+++ Exercise material
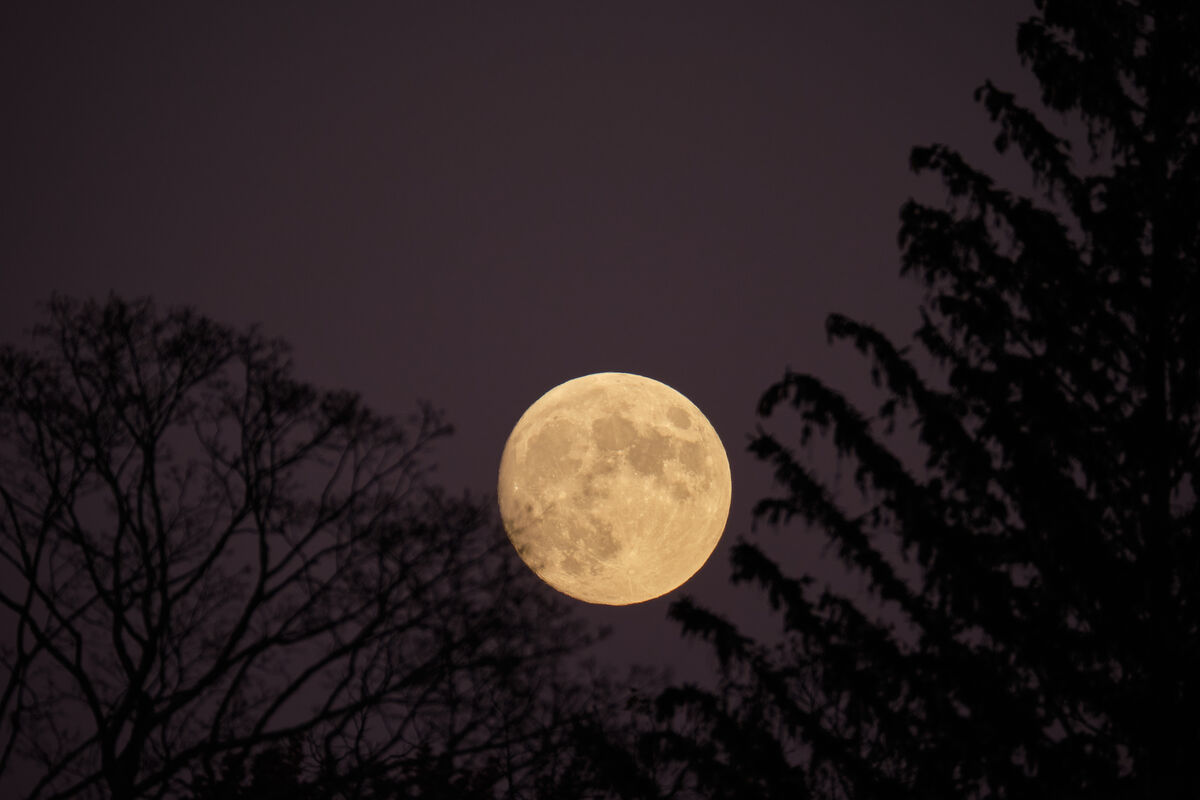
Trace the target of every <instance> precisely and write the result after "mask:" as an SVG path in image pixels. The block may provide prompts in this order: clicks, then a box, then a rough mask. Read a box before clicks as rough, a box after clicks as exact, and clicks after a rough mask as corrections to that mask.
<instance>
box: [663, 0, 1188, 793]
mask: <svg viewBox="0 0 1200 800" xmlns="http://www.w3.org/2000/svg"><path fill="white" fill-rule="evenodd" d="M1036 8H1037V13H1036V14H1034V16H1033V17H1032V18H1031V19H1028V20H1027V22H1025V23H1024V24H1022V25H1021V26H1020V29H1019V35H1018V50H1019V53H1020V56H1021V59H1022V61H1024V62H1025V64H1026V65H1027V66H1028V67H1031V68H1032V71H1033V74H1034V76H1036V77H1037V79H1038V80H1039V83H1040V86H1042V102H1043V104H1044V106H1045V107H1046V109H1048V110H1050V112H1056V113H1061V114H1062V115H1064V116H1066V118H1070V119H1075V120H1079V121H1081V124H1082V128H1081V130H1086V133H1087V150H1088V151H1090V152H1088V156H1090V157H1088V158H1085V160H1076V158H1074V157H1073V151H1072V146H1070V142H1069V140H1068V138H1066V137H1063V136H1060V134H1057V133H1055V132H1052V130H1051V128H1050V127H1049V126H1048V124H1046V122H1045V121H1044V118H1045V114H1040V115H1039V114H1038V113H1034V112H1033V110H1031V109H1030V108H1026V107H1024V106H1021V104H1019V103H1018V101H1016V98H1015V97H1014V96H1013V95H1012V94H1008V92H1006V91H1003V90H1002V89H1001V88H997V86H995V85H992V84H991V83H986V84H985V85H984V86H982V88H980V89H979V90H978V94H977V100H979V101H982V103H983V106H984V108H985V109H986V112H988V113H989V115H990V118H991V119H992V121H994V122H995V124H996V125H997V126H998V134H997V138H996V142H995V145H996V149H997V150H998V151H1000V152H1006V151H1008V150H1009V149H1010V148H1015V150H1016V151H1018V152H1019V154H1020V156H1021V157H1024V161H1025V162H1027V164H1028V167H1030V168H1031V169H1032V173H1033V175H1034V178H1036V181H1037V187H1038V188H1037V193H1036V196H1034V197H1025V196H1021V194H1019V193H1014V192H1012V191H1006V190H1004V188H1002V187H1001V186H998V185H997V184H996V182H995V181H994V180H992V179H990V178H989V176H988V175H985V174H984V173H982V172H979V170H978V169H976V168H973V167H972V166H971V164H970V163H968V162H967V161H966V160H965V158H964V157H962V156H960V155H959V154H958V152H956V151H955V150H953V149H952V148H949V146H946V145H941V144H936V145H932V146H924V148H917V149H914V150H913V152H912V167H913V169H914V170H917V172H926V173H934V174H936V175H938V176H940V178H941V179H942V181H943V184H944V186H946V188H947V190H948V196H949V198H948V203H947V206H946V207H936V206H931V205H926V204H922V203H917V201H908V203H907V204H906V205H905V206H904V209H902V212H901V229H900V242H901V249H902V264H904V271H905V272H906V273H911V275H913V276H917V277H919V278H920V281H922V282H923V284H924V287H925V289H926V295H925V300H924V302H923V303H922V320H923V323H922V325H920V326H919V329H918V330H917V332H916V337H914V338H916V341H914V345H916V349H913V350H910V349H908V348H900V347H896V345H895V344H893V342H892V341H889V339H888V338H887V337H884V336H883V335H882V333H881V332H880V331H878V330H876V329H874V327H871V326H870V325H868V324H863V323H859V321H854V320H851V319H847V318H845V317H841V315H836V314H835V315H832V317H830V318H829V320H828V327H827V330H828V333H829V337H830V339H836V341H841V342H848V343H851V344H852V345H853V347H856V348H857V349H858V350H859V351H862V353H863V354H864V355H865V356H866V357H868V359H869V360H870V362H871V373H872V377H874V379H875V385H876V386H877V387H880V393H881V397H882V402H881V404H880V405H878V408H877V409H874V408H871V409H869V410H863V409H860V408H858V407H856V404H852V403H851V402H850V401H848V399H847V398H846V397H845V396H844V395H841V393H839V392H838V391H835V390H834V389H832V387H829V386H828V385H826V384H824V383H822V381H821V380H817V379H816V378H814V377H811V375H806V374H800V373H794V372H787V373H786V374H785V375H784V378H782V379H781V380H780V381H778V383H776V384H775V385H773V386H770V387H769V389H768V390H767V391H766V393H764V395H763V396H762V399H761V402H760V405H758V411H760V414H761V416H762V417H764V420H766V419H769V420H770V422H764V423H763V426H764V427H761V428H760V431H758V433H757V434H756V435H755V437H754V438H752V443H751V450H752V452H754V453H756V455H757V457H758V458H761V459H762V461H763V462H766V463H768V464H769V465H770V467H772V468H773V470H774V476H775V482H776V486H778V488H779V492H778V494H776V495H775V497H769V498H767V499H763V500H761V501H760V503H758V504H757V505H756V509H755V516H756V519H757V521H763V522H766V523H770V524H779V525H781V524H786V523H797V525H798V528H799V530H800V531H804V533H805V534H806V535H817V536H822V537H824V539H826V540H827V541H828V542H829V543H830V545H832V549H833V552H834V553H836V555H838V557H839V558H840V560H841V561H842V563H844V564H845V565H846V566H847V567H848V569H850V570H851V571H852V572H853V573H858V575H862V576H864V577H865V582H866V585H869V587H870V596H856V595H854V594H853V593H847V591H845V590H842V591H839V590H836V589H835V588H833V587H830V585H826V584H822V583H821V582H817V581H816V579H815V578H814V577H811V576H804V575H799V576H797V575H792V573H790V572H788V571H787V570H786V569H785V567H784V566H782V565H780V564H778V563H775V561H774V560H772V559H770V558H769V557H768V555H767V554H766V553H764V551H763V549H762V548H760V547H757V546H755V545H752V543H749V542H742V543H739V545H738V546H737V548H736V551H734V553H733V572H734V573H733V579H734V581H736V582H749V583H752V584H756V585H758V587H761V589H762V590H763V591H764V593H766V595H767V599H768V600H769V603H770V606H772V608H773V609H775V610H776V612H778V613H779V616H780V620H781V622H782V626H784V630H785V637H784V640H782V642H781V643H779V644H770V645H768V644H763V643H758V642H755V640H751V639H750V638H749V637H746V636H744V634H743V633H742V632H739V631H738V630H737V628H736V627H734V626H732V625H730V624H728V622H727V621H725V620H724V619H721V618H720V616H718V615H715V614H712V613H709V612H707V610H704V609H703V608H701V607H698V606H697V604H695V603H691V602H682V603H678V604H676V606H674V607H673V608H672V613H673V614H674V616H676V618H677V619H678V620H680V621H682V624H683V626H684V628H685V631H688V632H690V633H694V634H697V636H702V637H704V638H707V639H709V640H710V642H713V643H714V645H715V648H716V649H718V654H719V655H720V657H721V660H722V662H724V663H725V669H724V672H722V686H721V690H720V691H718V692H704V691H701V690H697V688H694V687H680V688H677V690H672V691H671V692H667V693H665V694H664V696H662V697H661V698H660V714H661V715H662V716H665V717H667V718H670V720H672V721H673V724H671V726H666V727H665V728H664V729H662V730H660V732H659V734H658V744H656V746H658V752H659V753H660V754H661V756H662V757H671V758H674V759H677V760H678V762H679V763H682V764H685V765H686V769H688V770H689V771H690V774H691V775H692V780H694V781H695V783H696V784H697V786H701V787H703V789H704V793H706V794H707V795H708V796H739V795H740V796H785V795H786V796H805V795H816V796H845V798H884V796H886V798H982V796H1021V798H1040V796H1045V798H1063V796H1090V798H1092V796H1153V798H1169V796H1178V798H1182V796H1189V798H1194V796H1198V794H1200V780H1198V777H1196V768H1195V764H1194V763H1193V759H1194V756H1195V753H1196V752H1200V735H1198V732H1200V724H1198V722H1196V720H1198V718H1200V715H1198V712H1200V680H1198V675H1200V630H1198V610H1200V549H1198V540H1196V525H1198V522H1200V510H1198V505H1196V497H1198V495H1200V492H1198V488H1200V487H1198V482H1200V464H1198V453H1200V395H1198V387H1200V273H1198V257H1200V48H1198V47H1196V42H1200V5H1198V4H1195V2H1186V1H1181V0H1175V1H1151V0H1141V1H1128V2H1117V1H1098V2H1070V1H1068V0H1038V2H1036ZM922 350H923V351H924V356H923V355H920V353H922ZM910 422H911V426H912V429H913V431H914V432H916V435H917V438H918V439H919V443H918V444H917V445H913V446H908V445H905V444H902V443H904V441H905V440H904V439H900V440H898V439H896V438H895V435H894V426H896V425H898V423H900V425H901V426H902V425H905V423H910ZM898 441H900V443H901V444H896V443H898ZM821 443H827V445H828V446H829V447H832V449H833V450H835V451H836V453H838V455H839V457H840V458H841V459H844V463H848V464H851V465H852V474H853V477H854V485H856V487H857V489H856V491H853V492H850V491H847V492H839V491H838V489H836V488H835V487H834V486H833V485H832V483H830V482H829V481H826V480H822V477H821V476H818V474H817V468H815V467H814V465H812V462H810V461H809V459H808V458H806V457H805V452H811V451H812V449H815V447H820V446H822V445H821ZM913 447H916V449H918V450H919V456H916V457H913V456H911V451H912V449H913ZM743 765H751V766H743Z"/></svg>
++++++
+++ Exercise material
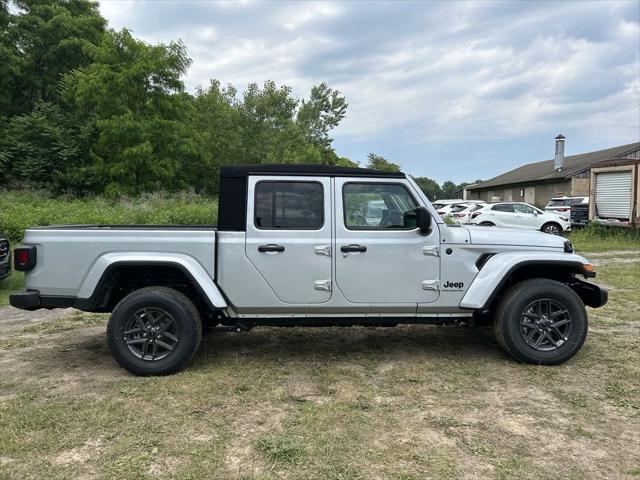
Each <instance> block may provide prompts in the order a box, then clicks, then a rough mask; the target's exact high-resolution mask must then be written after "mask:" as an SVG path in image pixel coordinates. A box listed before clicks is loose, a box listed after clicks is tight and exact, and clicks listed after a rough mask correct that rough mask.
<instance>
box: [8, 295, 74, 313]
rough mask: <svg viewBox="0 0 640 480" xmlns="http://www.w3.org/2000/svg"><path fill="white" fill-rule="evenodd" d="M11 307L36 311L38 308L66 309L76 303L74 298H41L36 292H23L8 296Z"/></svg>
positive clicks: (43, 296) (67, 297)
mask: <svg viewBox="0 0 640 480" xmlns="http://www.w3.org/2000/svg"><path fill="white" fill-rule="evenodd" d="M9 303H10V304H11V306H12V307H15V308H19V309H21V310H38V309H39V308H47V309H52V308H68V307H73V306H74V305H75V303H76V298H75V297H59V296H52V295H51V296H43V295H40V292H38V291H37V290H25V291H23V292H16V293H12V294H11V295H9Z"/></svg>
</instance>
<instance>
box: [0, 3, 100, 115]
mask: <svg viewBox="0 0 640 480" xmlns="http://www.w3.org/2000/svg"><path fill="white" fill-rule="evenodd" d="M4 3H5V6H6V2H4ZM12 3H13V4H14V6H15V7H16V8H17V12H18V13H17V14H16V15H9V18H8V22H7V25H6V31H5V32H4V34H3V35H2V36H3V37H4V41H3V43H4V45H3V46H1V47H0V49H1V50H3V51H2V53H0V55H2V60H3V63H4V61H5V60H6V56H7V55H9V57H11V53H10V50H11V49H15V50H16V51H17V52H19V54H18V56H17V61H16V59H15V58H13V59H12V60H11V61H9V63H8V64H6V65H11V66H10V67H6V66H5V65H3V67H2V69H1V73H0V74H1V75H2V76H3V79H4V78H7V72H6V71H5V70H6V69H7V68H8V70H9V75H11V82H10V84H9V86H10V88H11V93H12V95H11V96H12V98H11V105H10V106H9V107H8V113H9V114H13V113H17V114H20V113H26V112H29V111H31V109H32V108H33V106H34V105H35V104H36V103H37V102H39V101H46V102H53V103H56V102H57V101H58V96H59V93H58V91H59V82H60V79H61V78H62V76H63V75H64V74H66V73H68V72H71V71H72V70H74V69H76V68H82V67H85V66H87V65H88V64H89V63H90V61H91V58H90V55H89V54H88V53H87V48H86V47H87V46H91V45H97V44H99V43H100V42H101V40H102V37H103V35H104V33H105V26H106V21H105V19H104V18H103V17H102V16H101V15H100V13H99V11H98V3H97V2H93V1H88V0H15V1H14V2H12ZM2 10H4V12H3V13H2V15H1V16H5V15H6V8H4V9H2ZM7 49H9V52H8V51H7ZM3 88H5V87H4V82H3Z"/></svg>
++++++
+++ Exercise material
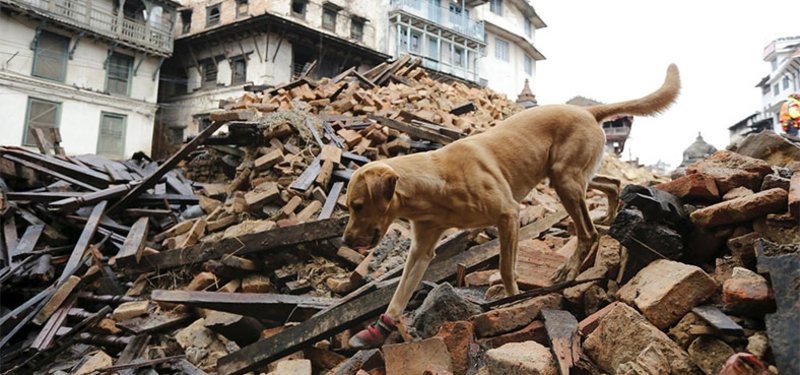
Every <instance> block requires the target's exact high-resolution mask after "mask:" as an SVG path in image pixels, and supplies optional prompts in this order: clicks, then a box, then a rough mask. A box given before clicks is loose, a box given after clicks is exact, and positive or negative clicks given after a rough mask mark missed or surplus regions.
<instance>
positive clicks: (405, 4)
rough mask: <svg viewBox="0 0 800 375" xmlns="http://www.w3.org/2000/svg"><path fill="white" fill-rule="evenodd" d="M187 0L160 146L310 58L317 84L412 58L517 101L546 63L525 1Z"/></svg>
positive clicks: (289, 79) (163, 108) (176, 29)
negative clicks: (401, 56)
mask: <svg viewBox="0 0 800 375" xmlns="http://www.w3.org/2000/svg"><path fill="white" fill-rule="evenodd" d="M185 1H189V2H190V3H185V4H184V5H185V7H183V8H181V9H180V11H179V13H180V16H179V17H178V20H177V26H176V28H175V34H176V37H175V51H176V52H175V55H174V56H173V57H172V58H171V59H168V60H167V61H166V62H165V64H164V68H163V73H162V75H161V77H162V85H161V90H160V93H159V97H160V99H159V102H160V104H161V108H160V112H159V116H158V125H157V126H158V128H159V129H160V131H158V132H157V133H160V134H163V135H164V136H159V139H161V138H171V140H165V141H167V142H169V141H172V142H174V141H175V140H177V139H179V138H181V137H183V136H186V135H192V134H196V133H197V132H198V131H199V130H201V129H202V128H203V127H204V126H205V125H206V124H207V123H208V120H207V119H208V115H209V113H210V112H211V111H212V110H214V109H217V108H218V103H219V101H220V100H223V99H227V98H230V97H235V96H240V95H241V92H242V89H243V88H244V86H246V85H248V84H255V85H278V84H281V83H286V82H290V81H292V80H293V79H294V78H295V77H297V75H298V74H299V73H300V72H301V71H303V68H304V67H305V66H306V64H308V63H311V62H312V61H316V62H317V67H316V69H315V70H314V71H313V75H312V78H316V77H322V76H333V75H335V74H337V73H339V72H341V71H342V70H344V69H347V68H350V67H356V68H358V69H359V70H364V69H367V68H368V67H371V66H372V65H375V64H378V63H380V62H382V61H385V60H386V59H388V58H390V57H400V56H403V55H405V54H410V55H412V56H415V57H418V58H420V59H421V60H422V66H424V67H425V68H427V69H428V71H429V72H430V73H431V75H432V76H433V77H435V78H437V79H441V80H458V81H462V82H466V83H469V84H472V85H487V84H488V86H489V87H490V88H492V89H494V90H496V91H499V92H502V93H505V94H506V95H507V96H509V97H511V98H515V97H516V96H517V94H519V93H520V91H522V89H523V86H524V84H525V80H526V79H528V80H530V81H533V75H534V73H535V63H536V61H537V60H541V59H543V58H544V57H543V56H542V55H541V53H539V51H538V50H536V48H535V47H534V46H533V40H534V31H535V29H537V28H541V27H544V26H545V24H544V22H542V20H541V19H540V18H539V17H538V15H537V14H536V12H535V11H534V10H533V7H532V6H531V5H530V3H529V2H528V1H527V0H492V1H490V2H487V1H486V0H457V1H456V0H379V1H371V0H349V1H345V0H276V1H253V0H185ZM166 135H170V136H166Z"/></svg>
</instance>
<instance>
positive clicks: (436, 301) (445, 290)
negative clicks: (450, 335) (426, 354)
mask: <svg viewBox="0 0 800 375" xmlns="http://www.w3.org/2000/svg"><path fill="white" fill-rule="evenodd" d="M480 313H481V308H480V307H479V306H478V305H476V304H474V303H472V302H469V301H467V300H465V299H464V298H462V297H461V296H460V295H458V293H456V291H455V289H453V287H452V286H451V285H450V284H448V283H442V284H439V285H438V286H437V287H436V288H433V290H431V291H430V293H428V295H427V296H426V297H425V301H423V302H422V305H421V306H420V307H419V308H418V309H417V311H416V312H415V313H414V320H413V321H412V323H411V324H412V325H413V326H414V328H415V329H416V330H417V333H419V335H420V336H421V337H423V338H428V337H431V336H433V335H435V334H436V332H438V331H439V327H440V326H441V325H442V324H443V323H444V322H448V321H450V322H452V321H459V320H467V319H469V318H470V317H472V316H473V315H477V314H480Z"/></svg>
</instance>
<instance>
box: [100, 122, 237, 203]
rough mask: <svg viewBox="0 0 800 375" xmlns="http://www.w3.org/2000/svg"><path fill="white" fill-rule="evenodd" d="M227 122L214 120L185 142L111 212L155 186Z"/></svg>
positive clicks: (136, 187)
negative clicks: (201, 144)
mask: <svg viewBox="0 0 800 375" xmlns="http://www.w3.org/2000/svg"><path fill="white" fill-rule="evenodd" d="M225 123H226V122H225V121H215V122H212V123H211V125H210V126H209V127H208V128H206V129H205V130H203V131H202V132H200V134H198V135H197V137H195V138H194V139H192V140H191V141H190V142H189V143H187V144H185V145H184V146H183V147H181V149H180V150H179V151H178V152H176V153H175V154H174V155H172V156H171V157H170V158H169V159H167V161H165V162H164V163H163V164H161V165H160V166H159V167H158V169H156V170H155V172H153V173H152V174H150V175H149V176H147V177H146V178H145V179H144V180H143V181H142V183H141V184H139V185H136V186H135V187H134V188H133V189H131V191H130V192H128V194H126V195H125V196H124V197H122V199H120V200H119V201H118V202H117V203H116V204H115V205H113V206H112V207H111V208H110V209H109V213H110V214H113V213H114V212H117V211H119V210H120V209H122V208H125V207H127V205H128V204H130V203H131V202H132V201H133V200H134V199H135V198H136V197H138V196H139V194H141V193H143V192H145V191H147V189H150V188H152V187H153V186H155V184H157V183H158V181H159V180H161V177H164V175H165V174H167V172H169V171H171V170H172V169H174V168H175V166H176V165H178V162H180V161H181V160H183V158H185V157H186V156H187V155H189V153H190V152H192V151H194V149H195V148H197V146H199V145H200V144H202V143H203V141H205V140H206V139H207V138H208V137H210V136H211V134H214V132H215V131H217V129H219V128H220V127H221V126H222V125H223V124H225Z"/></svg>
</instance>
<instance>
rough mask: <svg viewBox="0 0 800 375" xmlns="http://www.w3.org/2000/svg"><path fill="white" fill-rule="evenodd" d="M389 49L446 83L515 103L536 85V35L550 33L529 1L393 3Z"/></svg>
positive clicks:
++++++
• **Exercise objective**:
In the lines above, find the word "high" and copy every line it occurs in.

• **Problem solution**:
Each <instance> block may provide prompts in the order a box, then clicks, then a rough mask; the target's exact high-resolution mask must then be written after "mask:" as an SVG path in image pixel coordinates. A box listed before clicks is loose, a box listed after clicks is tight and exact, and clicks listed after a rough mask correct that rough mask.
Every <instance> block requires the target's exact high-resolution mask after "mask:" as an SVG path in image pixels, and supplies optional prompts in this order: clicks, then a box, then a rough mask. A box given before clicks is loose, a box given after clicks is exact, and positive or negative clicks given after a rough mask mark missed or surplus regions.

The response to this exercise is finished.